[Data excerpts]
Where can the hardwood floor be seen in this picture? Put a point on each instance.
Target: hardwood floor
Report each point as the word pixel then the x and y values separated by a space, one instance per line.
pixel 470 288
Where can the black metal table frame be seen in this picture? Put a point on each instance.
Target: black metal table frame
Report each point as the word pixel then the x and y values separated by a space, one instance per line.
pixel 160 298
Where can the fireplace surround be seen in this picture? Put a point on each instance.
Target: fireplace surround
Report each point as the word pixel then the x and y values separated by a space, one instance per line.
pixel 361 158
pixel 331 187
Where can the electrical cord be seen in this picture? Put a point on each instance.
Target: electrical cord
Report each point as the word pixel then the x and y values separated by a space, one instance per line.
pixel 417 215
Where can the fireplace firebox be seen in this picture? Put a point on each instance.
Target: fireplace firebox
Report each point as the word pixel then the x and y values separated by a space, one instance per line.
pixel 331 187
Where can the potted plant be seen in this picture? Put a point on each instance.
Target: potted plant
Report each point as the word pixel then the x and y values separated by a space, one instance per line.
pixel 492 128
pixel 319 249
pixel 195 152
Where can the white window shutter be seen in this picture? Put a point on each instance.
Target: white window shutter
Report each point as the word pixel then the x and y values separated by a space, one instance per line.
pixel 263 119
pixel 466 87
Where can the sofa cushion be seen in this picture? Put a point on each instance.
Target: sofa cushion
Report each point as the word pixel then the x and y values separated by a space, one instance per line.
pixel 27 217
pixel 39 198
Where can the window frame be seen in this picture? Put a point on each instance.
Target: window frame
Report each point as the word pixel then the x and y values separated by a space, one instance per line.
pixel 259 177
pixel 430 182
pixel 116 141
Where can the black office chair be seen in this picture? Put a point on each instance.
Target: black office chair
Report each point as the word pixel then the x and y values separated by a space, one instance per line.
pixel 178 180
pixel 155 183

_PROBLEM_. Could you return the data above exactly as it stands?

_THE COMPLETED TASK_.
Where can the hardwood floor be seen in this picture? Put a point on each instance.
Target: hardwood floor
Report each point as the word pixel then the x and y values separated by a space, one instance per line.
pixel 470 288
Where can the black metal table frame be seen in this picture? Put a point on each instance.
Target: black metal table frame
Report each point as the word pixel then the x and y values separated by a space, one instance per line.
pixel 160 298
Where can the fireplace surround be seen in this picture? Put a point on each instance.
Target: fireplace surround
Report each point as the word pixel then the x and y values separated by a space, one instance per line.
pixel 361 158
pixel 331 187
Where can the electrical cord be seen in this picture? Put a point on each instance.
Target: electrical cord
Report each point as the word pixel then the x and y values separated by a space, one instance per line.
pixel 417 215
Where can the fireplace firebox be seen in this picture? Put a point on each instance.
Target: fireplace firebox
Report each point as the word pixel then the x and y values separated by a space, one instance per line.
pixel 331 187
Where can the potted plant be seen in this picture? Put a point on each instance.
Target: potted plant
Report each point as the word pixel then the x and y values separated by a space, one instance per line.
pixel 492 128
pixel 319 249
pixel 195 152
Where can the white window shutter be seen in this picture? Put a point on each instance.
Target: white window shutter
Report each point as the word pixel then the x and y values separated by a space, one instance per line.
pixel 263 119
pixel 466 87
Where can the sofa cushion be seen in this picture? Put a point on each instance.
Target: sofa cushion
Report each point as the word pixel then the x and y values separated by a space, one instance per line.
pixel 27 217
pixel 39 198
Where can the window frame be seen in this picture? Put a point on each instance.
Target: window frame
Report each point as the word pixel then the x and y values separated by a space, one instance per line.
pixel 259 177
pixel 430 182
pixel 116 141
Where can the black office chair be seen in this picture? Put a point on each instance.
Target: black office chair
Report each point as the word pixel then the x and y values separated by a space, one instance per line.
pixel 178 180
pixel 155 183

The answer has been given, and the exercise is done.